──────── SOURCE RECORDS ────────
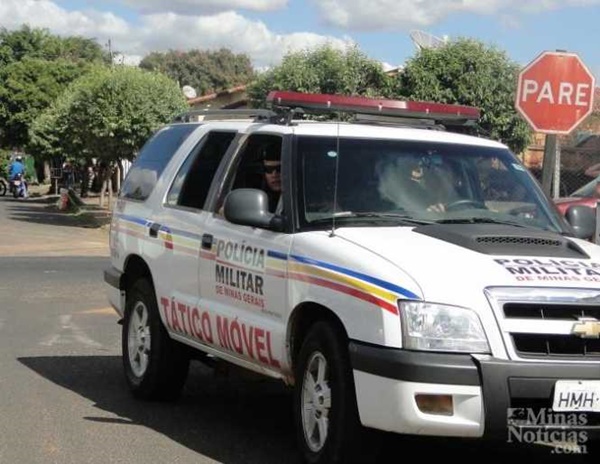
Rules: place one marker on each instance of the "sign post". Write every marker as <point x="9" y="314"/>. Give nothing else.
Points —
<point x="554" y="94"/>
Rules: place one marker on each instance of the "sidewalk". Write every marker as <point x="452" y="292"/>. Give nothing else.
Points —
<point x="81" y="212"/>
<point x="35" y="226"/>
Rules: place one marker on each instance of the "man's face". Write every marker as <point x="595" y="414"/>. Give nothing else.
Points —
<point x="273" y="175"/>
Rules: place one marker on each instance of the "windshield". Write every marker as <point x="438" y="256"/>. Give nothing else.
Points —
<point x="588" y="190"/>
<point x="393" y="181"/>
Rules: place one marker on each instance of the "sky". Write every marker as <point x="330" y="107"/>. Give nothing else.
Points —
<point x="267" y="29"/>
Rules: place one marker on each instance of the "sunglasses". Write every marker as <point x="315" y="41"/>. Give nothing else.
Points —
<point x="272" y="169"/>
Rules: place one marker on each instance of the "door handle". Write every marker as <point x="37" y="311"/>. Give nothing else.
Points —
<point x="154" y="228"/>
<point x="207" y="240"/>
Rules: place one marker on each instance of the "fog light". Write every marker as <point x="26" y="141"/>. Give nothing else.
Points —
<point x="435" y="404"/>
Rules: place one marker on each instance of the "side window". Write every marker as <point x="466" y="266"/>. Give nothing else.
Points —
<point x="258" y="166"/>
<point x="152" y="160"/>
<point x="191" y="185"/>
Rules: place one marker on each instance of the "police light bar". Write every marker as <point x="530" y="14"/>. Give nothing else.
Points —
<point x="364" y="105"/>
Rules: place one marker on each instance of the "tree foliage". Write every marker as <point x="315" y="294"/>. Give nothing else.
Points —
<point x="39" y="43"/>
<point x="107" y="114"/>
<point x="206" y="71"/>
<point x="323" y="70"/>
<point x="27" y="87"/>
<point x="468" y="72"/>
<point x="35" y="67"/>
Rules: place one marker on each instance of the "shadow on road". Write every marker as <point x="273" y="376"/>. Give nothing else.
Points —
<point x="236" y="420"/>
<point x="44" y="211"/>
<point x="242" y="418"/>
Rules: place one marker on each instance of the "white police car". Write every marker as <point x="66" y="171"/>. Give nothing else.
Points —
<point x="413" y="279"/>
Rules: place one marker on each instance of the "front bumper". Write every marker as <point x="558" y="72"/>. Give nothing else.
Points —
────────
──────── SOURCE RECORDS ────────
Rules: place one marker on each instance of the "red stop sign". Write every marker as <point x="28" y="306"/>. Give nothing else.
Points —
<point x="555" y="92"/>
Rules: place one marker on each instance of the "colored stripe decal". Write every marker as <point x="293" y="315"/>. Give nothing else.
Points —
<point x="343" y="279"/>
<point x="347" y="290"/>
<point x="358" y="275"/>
────────
Select every line of the records that contains the string "sign", and copy each one. Case counts.

TASK SOLUTION.
Rules: place one marker on each instance of the "sign post". Write every marker as <point x="9" y="314"/>. Give nothing else.
Rules: place one marker on each instance of the "red stop sign". Write every marker as <point x="28" y="306"/>. Give nothing else.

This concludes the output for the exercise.